INSTRUCTION A:
Using the post on Buenos Aires, answer the following:
(i) Which city does the post suggest probably has the best public transportation in the world?
(ii) How large is the Parque Tres de Febrero?
(iii) Around what time does dinner start in Buenos Aires, according to the post?
INSTRUCTION B:
Condense the paragraph of the post on Buenos Aires that begins "And speaking of subways" into a bulleted list that retains its main facts.
INSTRUCTION C:
List every park that the post on Buenos Aires mentions by name.

━━━ SUPPLIED PASSAGE ━━━

Buenos Aires knows public…well, everything
It’s the truth – while Buenos Aires is not the best in the world when it comes to public transportation (from what I hear from Alys, that award probably goes to Curitiba, Brazil), when it comes to anything else public, BA is amazing. And actually, their public transport isn’t that bad either.
I just returned from two weeks in the city, and I’ve never seen so many well-kept, safe parks in my life. They are literally everywhere, in all different forms and sizes: you’ve got artfully designed, formal parks like the Jardin Botanico and the Jardin Japones; massive swaths of green space, like the 965-acre Parque Tres de Febrero, complete with a few ponds; an ex-landfill that, upon the discontinuation of dumping, transformed itself into a ecological haven for plants and birds; dog parks that fill quickly with the charges of professional dog-walkers; and countless small playgrounds and gardens scattered throughout the city’s several neighborhoods. Not a one looks forgotten, and I can’t remember a park or playground that wasn’t being enjoyed by at least a handful of people, at any and all times of day.
Some images of my favorite parks in the city…
in the Jardin Botanico
Views of the Jardin Japones; despite the closeness of the city, the garden felt peaceful and quiet
a tiny part of the Parque Tres de Febrero
Even one of their subway stations was in a park!
And speaking of subways, that and walking were almost exclusively the way that we got around this huge city. The Subte, as it’s called, was incredibly easy to navigate, and I hear the bus system is pretty good too – we never used it, because we never needed to. Another perk of walking in BA is that since dinner doesn’t start until around 10pm, and the nightlife doesn’t even get swinging until 3am (and goes seven days a week), you can walk around at pretty much any time of night or early morning without worrying.

━━━ EXTRACTED RECORDS ━━━

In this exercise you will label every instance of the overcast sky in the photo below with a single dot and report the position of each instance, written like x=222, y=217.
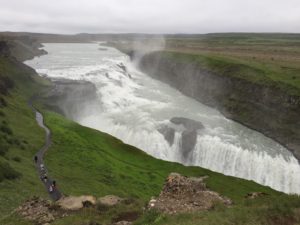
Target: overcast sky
x=150, y=16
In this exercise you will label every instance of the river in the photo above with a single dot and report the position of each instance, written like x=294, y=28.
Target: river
x=136, y=108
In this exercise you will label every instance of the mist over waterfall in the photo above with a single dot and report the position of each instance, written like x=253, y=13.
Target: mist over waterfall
x=164, y=123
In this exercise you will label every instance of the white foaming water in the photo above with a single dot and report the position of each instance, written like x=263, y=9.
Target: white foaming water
x=133, y=107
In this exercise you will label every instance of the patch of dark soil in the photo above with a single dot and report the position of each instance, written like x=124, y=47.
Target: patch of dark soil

━━━

WORKED SOLUTION A:
(i) Curitiba, Brazil
(ii) 965 acres
(iii) Around 10pm

WORKED SOLUTION B:
- Subway and walking were almost the only ways the group got around the city.
- The subway, called the Subte, was very easy to navigate.
- The bus system is reportedly good as well, though it was never used because it was never needed.
- Dinner starts around 10pm, and nightlife begins around 3am, seven days a week.
- As a result, one can walk around at almost any hour of the night or early morning without worry.

WORKED SOLUTION C:
- Jardin Botanico
- Jardin Japones
- Parque Tres de Febrero